►
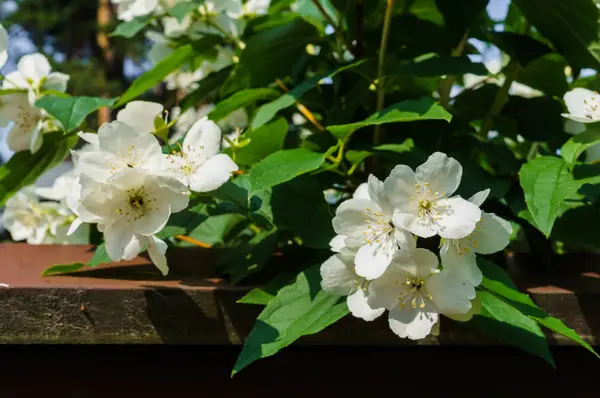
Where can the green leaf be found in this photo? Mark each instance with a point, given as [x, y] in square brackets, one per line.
[282, 166]
[573, 148]
[268, 111]
[181, 9]
[497, 281]
[62, 269]
[132, 28]
[546, 182]
[271, 54]
[241, 99]
[72, 111]
[205, 87]
[156, 75]
[100, 256]
[505, 323]
[299, 205]
[264, 141]
[405, 111]
[572, 26]
[24, 168]
[299, 309]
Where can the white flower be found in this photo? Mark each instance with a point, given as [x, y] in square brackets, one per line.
[129, 9]
[421, 199]
[366, 220]
[141, 115]
[339, 278]
[26, 130]
[415, 292]
[120, 147]
[3, 46]
[130, 208]
[35, 74]
[583, 105]
[490, 236]
[186, 119]
[199, 163]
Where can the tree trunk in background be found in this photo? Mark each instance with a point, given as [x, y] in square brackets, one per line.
[104, 16]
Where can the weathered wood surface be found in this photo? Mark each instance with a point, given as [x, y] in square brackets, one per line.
[131, 303]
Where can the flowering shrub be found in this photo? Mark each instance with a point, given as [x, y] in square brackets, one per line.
[302, 128]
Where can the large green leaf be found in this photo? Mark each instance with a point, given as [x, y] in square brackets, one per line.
[132, 28]
[299, 205]
[241, 99]
[268, 111]
[546, 182]
[271, 54]
[572, 26]
[405, 111]
[299, 309]
[264, 141]
[24, 168]
[156, 75]
[282, 166]
[573, 148]
[72, 111]
[505, 323]
[497, 281]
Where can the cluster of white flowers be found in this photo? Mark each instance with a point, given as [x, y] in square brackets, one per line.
[17, 111]
[378, 265]
[127, 186]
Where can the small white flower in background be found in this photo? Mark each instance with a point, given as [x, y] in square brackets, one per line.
[421, 202]
[120, 147]
[366, 220]
[583, 105]
[141, 115]
[130, 208]
[3, 46]
[490, 236]
[199, 164]
[339, 278]
[26, 130]
[415, 292]
[129, 9]
[34, 74]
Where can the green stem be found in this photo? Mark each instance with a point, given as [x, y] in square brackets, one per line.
[378, 136]
[511, 72]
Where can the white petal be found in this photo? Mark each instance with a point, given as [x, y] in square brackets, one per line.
[479, 197]
[202, 141]
[373, 259]
[34, 67]
[359, 307]
[140, 115]
[491, 234]
[449, 293]
[441, 172]
[459, 218]
[56, 81]
[399, 187]
[464, 265]
[338, 276]
[116, 238]
[157, 250]
[412, 323]
[212, 173]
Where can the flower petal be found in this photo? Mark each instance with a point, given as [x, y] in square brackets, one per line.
[441, 172]
[213, 173]
[491, 234]
[412, 322]
[338, 276]
[458, 219]
[359, 307]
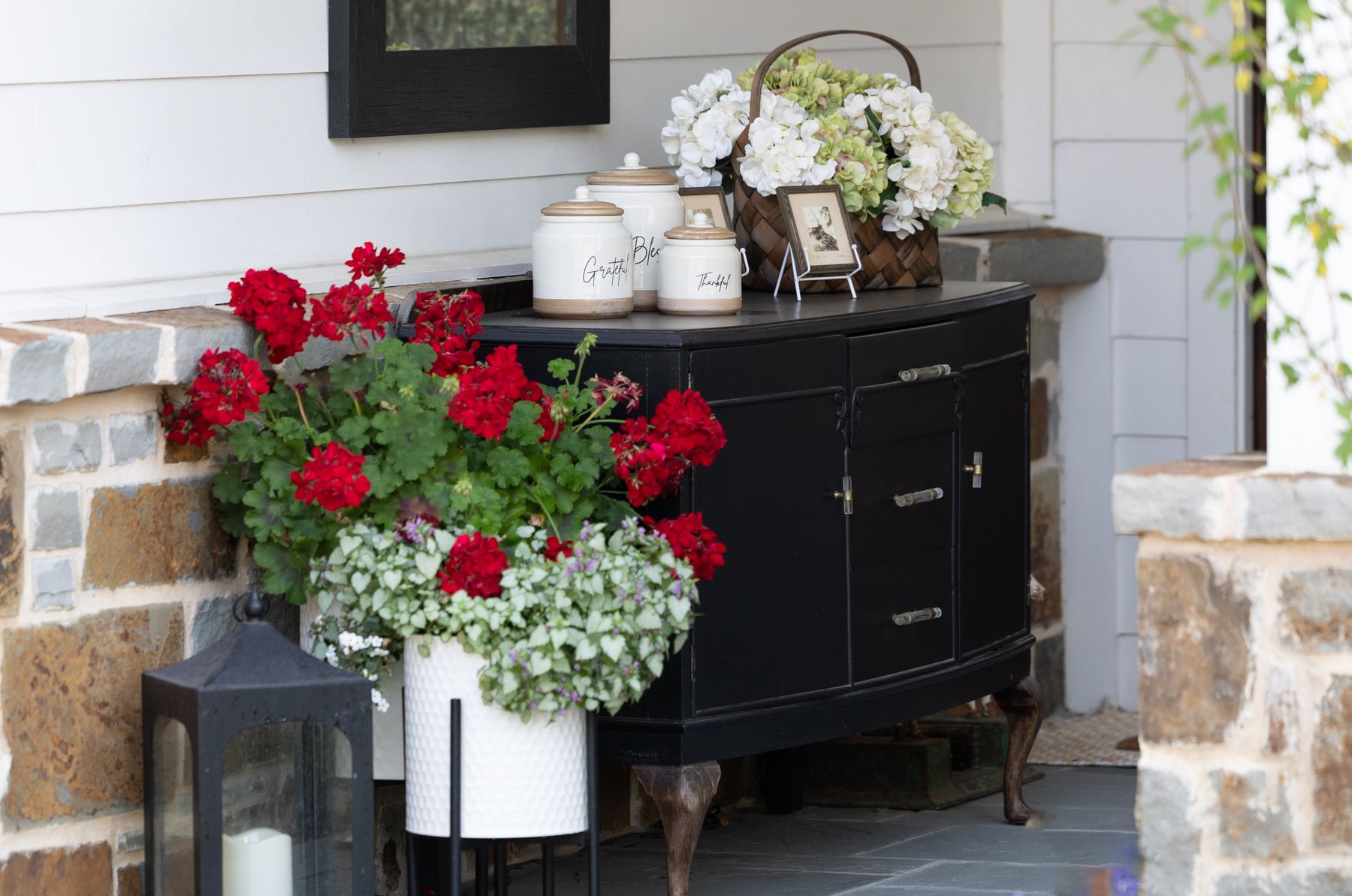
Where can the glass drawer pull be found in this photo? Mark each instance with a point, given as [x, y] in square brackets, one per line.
[921, 375]
[917, 615]
[922, 496]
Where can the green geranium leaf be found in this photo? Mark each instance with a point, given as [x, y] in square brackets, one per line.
[561, 368]
[509, 466]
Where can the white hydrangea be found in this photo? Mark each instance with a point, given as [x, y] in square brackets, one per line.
[784, 155]
[901, 108]
[899, 216]
[706, 119]
[709, 116]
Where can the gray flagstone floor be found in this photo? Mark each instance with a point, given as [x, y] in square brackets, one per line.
[1086, 830]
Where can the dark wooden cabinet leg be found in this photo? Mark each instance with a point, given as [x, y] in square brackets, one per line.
[682, 794]
[1022, 706]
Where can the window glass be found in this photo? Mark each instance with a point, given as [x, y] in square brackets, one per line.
[466, 25]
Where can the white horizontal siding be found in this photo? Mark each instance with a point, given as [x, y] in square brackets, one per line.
[187, 140]
[225, 237]
[182, 140]
[57, 41]
[1125, 101]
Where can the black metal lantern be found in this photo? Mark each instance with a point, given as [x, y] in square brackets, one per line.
[257, 771]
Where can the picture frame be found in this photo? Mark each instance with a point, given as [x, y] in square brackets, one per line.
[375, 91]
[816, 219]
[706, 199]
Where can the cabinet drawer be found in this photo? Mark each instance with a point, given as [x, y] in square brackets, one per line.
[904, 498]
[994, 334]
[894, 411]
[882, 356]
[777, 368]
[878, 593]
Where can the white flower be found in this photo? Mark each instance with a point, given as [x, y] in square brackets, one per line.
[856, 110]
[899, 216]
[706, 119]
[928, 168]
[782, 155]
[899, 107]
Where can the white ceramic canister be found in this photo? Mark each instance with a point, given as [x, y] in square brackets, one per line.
[518, 780]
[702, 270]
[583, 260]
[652, 206]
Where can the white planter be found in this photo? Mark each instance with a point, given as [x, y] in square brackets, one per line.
[387, 729]
[518, 780]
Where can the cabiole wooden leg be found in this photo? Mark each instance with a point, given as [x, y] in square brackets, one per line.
[1022, 706]
[682, 794]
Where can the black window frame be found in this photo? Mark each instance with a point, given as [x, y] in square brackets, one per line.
[373, 92]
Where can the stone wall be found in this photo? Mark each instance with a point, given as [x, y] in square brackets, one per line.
[1245, 677]
[113, 564]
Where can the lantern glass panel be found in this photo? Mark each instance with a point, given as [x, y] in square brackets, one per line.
[287, 811]
[174, 808]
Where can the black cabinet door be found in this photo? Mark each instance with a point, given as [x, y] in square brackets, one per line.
[904, 442]
[993, 564]
[774, 622]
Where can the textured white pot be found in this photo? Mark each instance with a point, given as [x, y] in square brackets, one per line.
[387, 729]
[518, 780]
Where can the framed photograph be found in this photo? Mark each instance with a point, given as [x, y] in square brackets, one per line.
[819, 228]
[709, 201]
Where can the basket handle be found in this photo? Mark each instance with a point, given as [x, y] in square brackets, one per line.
[763, 69]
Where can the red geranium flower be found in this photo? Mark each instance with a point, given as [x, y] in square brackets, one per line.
[475, 566]
[693, 541]
[488, 392]
[686, 424]
[446, 324]
[275, 304]
[368, 262]
[642, 463]
[349, 309]
[621, 388]
[228, 390]
[554, 549]
[552, 427]
[331, 478]
[184, 426]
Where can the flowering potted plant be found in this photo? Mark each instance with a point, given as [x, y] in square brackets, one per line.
[448, 510]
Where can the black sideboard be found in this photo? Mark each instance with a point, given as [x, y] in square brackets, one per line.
[874, 500]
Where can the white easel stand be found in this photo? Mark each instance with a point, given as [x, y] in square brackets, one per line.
[804, 277]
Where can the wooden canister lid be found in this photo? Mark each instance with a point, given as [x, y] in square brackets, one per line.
[699, 228]
[633, 175]
[583, 206]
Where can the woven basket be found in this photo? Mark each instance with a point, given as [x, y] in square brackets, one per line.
[890, 260]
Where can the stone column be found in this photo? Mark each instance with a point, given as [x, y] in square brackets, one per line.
[1245, 677]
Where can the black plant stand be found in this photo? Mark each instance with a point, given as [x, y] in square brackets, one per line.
[441, 875]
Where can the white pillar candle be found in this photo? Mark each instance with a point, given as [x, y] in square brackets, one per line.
[256, 862]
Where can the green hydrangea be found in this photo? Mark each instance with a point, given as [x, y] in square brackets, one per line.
[862, 162]
[814, 84]
[973, 168]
◄
Each line of the data should be quoted exactly, with pictures left out.

Where can the green leaf be found in this photo? Mark each instance with a point, given as [x, y] in square brackets, one per line.
[282, 166]
[573, 148]
[268, 111]
[181, 9]
[497, 281]
[62, 269]
[132, 28]
[546, 182]
[271, 54]
[241, 99]
[72, 111]
[205, 87]
[156, 75]
[100, 256]
[505, 323]
[299, 205]
[264, 141]
[405, 111]
[572, 26]
[24, 168]
[299, 309]
Where can the white flower be found in this photo? Mark each instance with a point, given as [x, y] in square brackets, one per line.
[129, 9]
[421, 199]
[366, 220]
[141, 115]
[339, 278]
[26, 130]
[415, 292]
[120, 147]
[3, 46]
[130, 208]
[35, 74]
[583, 105]
[490, 236]
[186, 119]
[199, 163]
Where can the tree trunk in background be found in this photo? Mark each instance with a point, given as [x, y] in square brackets, one per line.
[104, 16]
Where can the weathered wood surface be found in this photo? Mark each instance with a point, given as [x, y] in square brackets, one per line.
[131, 303]
Where can the flowering shrub be found in this photo? Mark each instance with a point, given as [x, y] in square brackets, one per line.
[302, 128]
Where can the large green leaf be found in this photo? Mark each instance with a point, given as [x, y] in square brackets, one per line.
[132, 28]
[299, 205]
[241, 99]
[268, 111]
[546, 182]
[271, 54]
[572, 26]
[405, 111]
[299, 309]
[264, 141]
[24, 168]
[156, 75]
[282, 166]
[573, 148]
[72, 111]
[505, 323]
[497, 281]
Where can the cluster of white flowers be found in this photo? Mark each instance with a point, given as [x, y] in square brackets, one per line.
[17, 111]
[378, 265]
[127, 186]
Where can the small white flower in background be found in this photo? Mark each instance with a point, given as [x, y] in square brackets, one per line.
[421, 202]
[120, 147]
[366, 220]
[583, 105]
[141, 115]
[130, 208]
[3, 46]
[490, 236]
[199, 164]
[339, 278]
[26, 130]
[415, 292]
[129, 9]
[34, 74]
Where can the green stem be found in this photo? Mark each instance with a point, given as [x, y] in square brackets, one per line.
[378, 136]
[511, 72]
Where can the white petal be found in this photo? Mark each instance with a point, given as [x, y] in square brackets, one per line.
[479, 197]
[202, 141]
[373, 259]
[34, 67]
[359, 307]
[140, 115]
[491, 234]
[449, 293]
[441, 172]
[459, 218]
[56, 81]
[399, 187]
[464, 265]
[338, 276]
[116, 238]
[157, 250]
[412, 323]
[212, 173]
Where can the flower petal be found in this photo? Mark each instance with a point, given as [x, y] in square brackets, one per line.
[441, 172]
[213, 173]
[491, 234]
[412, 322]
[338, 276]
[458, 219]
[359, 307]
Where can the glass drawer pull be found in this photo? Mark each instance with a point, given as [x, y] in square brackets, one per line.
[921, 375]
[917, 615]
[922, 496]
Where can the green geranium leaf be found in this photo? Mark each instance with a point, given as [x, y] in square brackets, one per line.
[561, 368]
[509, 466]
Where can the white hydrangea be found in this photo? Mark each instance with a point, given as [x, y] in square brackets, one per line.
[784, 155]
[901, 108]
[899, 216]
[706, 119]
[709, 116]
Where can the gray flagstone floor be found in this photo? Mark each instance with a point, given as [x, y] in square brackets, one per line.
[1086, 830]
Where can the dark wooden cabinet leg be found in this photo? Mark each instance with a point, given as [x, y] in square brackets, one per line.
[682, 794]
[1022, 706]
Where can the window glass be found in this photo? Mark each instance with a point, given as [x, y] in square brackets, one per line.
[466, 25]
Where can the white horizontal siding be found in this photo? Mark each instance with a point, given as [x, y] in square brackets, one per line.
[187, 140]
[225, 237]
[182, 140]
[57, 41]
[1125, 101]
Where can the black metal lantern be found in this photo? Mark each instance with a point, given as [x, y] in square brackets, one per line.
[257, 771]
Where can the picture frame be found in this photo? Mark each instance with a point, given as [x, y] in square brackets, one per line.
[375, 91]
[816, 219]
[706, 199]
Where can the cabinet drawer be found in this photo? Mark each instance with a point, given as [x, y] in square brackets, one per line.
[904, 498]
[994, 334]
[894, 411]
[882, 356]
[777, 368]
[878, 593]
Where can the white flower be found in this photo? Mark each instance with a point, given as [x, y] in square brackets, one per line.
[856, 110]
[899, 216]
[706, 119]
[928, 168]
[782, 155]
[899, 107]
Where can the white ceramic canister be found in this photo? Mark each instance with a point, given as [x, y] in square brackets, one per line.
[518, 780]
[702, 270]
[583, 260]
[652, 206]
Where can the white planter be found in this photo? Mark each instance with a point, given as [x, y] in square brackets, one per line.
[387, 729]
[518, 780]
Where can the cabiole wooden leg be found in this photo? Mark each instance with a point, given as [x, y] in square brackets, one per line.
[1022, 706]
[682, 794]
Where can the black window frame be found in this photo? Mark each instance with a point, given as [x, y] in square brackets, one per line.
[373, 92]
Where can the stone wall be found in this photo? Mark each instance with a point, given as [x, y] in square brackets, one per line.
[1245, 677]
[113, 564]
Where can the lantern glass panel be found in this photo? Mark each instance with a point, given as [x, y] in square brackets, one per line.
[287, 811]
[174, 808]
Where can the black cabinet door be found in this photo? Mark each instance with a point, given as [x, y] in square brackets, one per line.
[904, 442]
[993, 564]
[774, 622]
Where can the textured white pot be found in this photo? Mark each instance with a point, given as [x, y] in square brackets, one per line.
[387, 729]
[518, 780]
Where can the framed photograph be found in this photo? Mark each instance with a point, given as [x, y] in square brackets, one per line.
[819, 228]
[709, 201]
Where can the basket handle be found in this photo? Mark each instance with a point, given as [x, y] in square brackets, one per line.
[763, 69]
Where can the red geranium flower be found in this photo? Mark each instance with a point, given as [x, y] in square brackets, one per line.
[475, 566]
[693, 541]
[488, 392]
[686, 424]
[446, 324]
[275, 304]
[368, 262]
[642, 463]
[349, 309]
[621, 388]
[228, 390]
[554, 549]
[552, 427]
[331, 478]
[184, 426]
Where can the flowering potted plant be found in this photo? Mark each instance with a point, given as [x, y] in square brackets, one per line.
[448, 510]
Where can the black sideboard be found in this photo? Mark each instance with a point, given as [x, y] in square brackets, one per line.
[874, 500]
Where can the white easel stand be found in this photo? Mark each instance with a point, given as [x, y] in square brackets, one per line.
[804, 277]
Where can the wooden canister lid be found in this photo? Mark each instance with a point, given as [x, y] in square brackets, one per line.
[699, 228]
[633, 175]
[583, 206]
Where can the woven basket be found in this photo? Mark each instance with a point, given as [x, y] in square brackets, one per line.
[890, 260]
Where can the stone column be found in this photo? Mark each instance with a point, given as [x, y] in square brackets, one per line.
[1245, 677]
Where can the black plant stand be found in this photo? Mark each instance with a point, given as [x, y] in square brackets, one per line.
[441, 875]
Where can the white pillar candle be found in this photo? Mark each instance with a point, given as [x, y] in square brackets, one per line.
[256, 862]
Where can the green hydrangea be found in this photo? Mark each instance with a point, given as [x, y] in square brackets, one per line.
[862, 162]
[814, 84]
[973, 168]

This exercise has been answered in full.